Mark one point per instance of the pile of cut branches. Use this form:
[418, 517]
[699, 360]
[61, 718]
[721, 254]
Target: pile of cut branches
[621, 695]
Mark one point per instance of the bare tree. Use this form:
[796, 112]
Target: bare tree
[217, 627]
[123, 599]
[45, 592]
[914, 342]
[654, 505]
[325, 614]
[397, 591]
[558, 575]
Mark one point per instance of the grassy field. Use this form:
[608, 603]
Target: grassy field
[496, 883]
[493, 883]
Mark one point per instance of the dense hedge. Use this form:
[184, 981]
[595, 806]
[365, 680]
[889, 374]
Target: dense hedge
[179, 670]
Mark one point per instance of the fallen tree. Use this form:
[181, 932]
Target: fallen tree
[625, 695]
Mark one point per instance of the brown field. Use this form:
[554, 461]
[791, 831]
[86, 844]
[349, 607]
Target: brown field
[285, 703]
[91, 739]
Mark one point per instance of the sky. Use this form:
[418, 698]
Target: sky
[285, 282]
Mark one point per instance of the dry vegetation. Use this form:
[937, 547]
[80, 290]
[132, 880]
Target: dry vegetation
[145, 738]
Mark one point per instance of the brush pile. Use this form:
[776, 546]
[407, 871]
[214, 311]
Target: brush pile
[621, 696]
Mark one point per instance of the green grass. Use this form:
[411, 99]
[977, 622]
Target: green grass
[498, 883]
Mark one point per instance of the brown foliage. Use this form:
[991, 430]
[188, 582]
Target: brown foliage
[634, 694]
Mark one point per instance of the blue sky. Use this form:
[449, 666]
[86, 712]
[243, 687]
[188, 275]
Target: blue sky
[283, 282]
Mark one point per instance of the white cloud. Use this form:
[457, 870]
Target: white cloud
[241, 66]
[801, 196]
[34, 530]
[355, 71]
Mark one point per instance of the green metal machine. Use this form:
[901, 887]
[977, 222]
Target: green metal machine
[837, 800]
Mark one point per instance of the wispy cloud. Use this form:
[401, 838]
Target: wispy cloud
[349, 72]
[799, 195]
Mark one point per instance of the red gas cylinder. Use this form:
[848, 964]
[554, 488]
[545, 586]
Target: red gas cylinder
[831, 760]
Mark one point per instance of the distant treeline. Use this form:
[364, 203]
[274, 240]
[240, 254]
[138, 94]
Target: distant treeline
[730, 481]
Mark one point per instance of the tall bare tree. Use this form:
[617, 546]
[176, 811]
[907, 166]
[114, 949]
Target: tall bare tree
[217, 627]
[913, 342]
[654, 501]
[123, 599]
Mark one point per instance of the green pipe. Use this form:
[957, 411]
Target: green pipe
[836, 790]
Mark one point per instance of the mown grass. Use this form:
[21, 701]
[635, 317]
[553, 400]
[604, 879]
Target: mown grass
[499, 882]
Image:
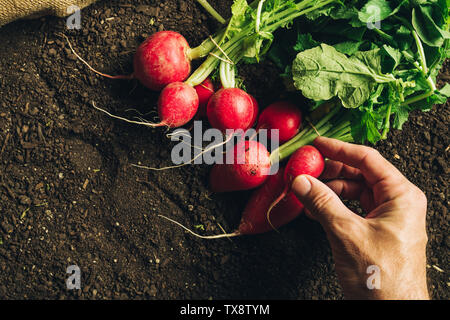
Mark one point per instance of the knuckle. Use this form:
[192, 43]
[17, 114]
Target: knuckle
[371, 152]
[321, 201]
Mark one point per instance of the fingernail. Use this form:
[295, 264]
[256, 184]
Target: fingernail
[301, 186]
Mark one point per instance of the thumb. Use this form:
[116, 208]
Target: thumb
[323, 204]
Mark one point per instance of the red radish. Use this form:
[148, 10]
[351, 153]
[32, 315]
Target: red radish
[254, 218]
[306, 160]
[205, 91]
[230, 108]
[163, 58]
[250, 168]
[177, 105]
[255, 110]
[282, 115]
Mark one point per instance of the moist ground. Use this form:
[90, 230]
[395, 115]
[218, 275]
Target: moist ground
[69, 196]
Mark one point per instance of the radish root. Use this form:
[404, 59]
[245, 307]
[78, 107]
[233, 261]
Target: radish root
[185, 164]
[277, 200]
[226, 235]
[142, 122]
[124, 77]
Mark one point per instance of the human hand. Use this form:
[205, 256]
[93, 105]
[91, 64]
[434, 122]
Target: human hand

▶ _Exercise instructions_
Give again, word for word, every line from the one holding "Mark one point per instance of the fingernail." to the end of the data.

▶ _Result for this task_
Mark one point per instance of the fingernail. Use this form:
[295, 264]
[256, 184]
Target: fingernail
[301, 186]
Mark one point per instance of the thumb. Use this form:
[116, 208]
Target: thumb
[323, 204]
Mark one point per instance of the red radish. Use this form:
[148, 10]
[351, 153]
[32, 315]
Target: red radish
[254, 218]
[306, 160]
[205, 91]
[230, 108]
[163, 58]
[250, 168]
[177, 105]
[255, 110]
[282, 115]
Mark one point per instance of the moist ground. Use this form:
[90, 230]
[395, 115]
[218, 275]
Target: moist ground
[69, 196]
Mark one point per instance of the radish root. Use this form:
[404, 59]
[245, 307]
[78, 107]
[233, 261]
Target: radish root
[185, 164]
[277, 200]
[226, 235]
[142, 122]
[124, 77]
Mark one point per instance of the human hand. Use this form:
[205, 256]
[93, 105]
[91, 64]
[434, 122]
Target: human hand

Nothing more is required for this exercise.